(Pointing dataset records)
(begin)

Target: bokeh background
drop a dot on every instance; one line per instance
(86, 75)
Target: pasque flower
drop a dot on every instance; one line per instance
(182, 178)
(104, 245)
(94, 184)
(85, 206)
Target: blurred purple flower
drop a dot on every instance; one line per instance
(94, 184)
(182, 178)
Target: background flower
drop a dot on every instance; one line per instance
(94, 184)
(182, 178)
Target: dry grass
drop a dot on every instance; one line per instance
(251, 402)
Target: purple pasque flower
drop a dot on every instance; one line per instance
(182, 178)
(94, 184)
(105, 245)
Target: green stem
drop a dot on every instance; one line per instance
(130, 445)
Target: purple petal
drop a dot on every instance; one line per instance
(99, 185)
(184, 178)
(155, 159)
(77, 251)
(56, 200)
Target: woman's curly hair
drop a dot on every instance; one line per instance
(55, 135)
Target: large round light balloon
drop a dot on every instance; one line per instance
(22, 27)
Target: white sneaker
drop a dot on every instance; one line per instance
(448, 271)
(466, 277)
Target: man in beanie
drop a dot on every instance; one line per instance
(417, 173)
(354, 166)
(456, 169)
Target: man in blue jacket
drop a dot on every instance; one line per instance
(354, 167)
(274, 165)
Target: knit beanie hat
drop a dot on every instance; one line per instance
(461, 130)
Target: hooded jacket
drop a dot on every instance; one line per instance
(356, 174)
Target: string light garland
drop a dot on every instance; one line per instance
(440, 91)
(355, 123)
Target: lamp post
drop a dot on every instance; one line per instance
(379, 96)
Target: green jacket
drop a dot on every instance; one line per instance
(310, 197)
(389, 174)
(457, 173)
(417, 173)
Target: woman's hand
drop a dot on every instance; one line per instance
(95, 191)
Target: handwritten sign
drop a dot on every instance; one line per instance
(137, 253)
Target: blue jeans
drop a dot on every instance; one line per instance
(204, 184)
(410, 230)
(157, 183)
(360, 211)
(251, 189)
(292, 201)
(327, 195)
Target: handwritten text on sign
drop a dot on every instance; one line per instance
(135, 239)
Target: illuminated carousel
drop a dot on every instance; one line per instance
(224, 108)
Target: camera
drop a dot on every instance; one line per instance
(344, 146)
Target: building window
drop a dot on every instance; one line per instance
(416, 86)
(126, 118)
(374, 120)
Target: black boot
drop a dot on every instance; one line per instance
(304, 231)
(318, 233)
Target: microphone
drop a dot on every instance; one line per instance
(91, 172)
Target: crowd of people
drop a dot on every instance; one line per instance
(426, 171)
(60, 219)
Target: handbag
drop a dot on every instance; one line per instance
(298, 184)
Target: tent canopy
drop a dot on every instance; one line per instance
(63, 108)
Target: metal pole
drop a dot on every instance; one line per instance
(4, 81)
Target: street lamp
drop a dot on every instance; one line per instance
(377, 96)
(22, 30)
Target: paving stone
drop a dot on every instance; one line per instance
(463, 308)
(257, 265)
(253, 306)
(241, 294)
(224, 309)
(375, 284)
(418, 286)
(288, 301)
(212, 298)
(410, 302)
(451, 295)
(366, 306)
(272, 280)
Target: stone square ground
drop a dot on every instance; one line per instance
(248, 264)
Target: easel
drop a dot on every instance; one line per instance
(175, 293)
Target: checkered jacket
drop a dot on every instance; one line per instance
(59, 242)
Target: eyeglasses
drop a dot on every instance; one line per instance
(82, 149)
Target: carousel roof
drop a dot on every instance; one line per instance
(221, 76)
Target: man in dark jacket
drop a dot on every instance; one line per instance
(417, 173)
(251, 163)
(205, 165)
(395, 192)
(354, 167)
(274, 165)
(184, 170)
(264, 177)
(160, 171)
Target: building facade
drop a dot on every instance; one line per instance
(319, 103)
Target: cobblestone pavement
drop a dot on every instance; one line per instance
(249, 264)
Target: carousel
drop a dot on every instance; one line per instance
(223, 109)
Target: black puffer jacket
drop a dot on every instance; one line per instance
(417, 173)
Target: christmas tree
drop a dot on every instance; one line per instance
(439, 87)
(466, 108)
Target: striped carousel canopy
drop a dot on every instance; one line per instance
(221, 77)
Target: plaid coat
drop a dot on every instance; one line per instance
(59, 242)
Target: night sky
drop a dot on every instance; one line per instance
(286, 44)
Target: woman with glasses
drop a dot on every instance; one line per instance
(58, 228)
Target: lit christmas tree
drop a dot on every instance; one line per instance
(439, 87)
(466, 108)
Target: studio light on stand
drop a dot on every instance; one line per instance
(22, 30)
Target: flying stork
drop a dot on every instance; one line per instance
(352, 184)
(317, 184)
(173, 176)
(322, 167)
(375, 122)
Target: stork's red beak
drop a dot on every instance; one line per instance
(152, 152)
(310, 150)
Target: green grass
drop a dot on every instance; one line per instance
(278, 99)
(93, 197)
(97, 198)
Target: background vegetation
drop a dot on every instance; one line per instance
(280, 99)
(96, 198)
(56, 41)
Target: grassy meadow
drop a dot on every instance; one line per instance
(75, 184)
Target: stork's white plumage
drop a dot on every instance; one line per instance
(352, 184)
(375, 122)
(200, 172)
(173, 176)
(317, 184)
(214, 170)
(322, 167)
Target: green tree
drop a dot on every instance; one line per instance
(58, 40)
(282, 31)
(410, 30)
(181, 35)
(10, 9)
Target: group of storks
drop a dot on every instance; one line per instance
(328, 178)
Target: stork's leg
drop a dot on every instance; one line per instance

(end)

Exercise details:
Reproduce the lines of the listing word for word, starting at the line that contains "Target: grassy meadow" and ending at the final line of the listing.

Answer to this problem:
Target: grassy meadow
drop a dot on every instance; one line per instance
(75, 184)
Target: stork's white plumage
drop a dot on every instance; one line per instance
(352, 184)
(375, 122)
(200, 172)
(173, 176)
(317, 184)
(214, 170)
(322, 167)
Target: green tree
drop a dot on every instance; one line per instance
(58, 40)
(282, 31)
(410, 30)
(181, 35)
(10, 9)
Target: group of storks
drop a dot on every instance; one line per instance
(328, 178)
Target: stork's leg
drop a dot on every instance; one line per instance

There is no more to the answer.